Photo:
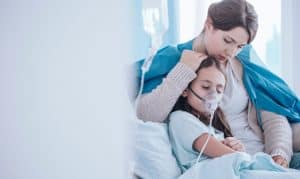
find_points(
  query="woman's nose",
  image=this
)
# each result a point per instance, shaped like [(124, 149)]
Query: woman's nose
[(231, 51)]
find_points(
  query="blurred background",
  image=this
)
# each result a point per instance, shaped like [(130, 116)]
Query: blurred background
[(64, 107)]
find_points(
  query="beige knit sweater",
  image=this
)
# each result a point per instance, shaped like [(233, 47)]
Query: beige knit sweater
[(156, 106)]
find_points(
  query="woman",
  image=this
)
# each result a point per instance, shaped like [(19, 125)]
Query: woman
[(230, 25)]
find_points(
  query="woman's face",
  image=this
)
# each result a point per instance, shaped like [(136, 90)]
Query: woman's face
[(224, 45), (209, 80)]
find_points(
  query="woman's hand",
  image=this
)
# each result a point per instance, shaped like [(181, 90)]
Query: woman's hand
[(280, 160), (192, 58), (234, 144)]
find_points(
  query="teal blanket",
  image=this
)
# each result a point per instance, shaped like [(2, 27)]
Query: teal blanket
[(266, 90)]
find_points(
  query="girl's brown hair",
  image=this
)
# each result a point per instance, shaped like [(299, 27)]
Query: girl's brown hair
[(228, 14), (219, 121)]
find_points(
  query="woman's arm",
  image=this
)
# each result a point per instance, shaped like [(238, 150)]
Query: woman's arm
[(214, 148), (156, 105)]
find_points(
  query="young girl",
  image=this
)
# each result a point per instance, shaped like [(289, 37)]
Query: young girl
[(190, 119)]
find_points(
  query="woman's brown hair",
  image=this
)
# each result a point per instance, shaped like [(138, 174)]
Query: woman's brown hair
[(219, 121), (228, 14)]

════════

:: Task description ::
Would you return all of the data above word for word, omitting every picture?

:: Result ::
Photo:
find_points(
  query="woman's nose",
  image=this
)
# each result a point per instance, shaped like [(124, 149)]
Query: woman's nose
[(231, 51)]
find_points(
  query="blurred background",
  image=this
)
# each result a point per instance, shaped like [(130, 116)]
Query: blurred background
[(64, 107)]
find_points(
  query="beige knit sweater",
  image=this
)
# each result a point per instance, shaped like [(233, 47)]
Query: beige knit sweater
[(156, 106)]
find_points(
  query="woman",
  image=this
)
# each result a point per instance, shaped like [(19, 125)]
Query: woman
[(230, 25)]
find_points(
  query="woman's face",
  image=this
)
# each result a point per instance, shaped like [(136, 90)]
Query: woman's face
[(224, 45), (209, 80)]
find_points(
  query="woman's hand",
  image=this
)
# each result a point per instance, shaped like [(181, 90)]
Query: woman's hand
[(280, 160), (192, 58), (234, 144)]
find_points(
  query="teal blanket",
  image=this
)
# each result a point per instance, shaped like [(2, 27)]
Query: teal blanket
[(266, 90)]
find_points(
  query="girl's brown hair",
  image=this
)
# each result a point per instance, shaped like [(299, 27)]
Query: girl's brown hair
[(228, 14), (219, 121)]
find_points(
  query="woman's arm",
  image=this
)
# each result a point per instance, shaped like [(238, 150)]
Query: woman's arm
[(214, 148), (156, 105)]
find_points(
  query="young girl",
  image=this
)
# each result a point per instance, shaped like [(289, 37)]
Query: young girl
[(190, 119)]
find_points(
  query="woman's brown hair",
  image=this
)
# each result a point per instance, shaped like [(138, 174)]
Query: woman's brown hair
[(219, 121), (228, 14)]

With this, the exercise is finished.